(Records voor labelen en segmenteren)

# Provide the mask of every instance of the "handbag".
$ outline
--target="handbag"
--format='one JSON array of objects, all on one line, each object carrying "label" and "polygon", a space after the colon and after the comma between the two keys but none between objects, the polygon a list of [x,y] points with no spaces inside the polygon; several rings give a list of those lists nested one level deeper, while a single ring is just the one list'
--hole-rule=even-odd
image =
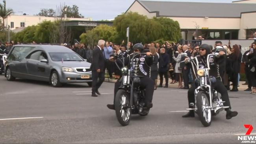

=== OPGAVE ===
Schrijf alle bovenstaande records regel voor regel letterlijk over en laat de afbeeldingen daarbij weg.

=== UITWERKING OPGAVE ===
# Provide the mask of every instance of the "handbag".
$ outline
--target="handbag"
--format='one JSON array of objects, all on one line, each object carrying "label" and "polygon", a space after the colon and after the comma between the two keys but none between objects, the polygon a list of [x,y] points with no spaces inside the polygon; several rings give a list of those lists nested one level deeper, while a single ring is just the one list'
--hole-rule=even-odd
image =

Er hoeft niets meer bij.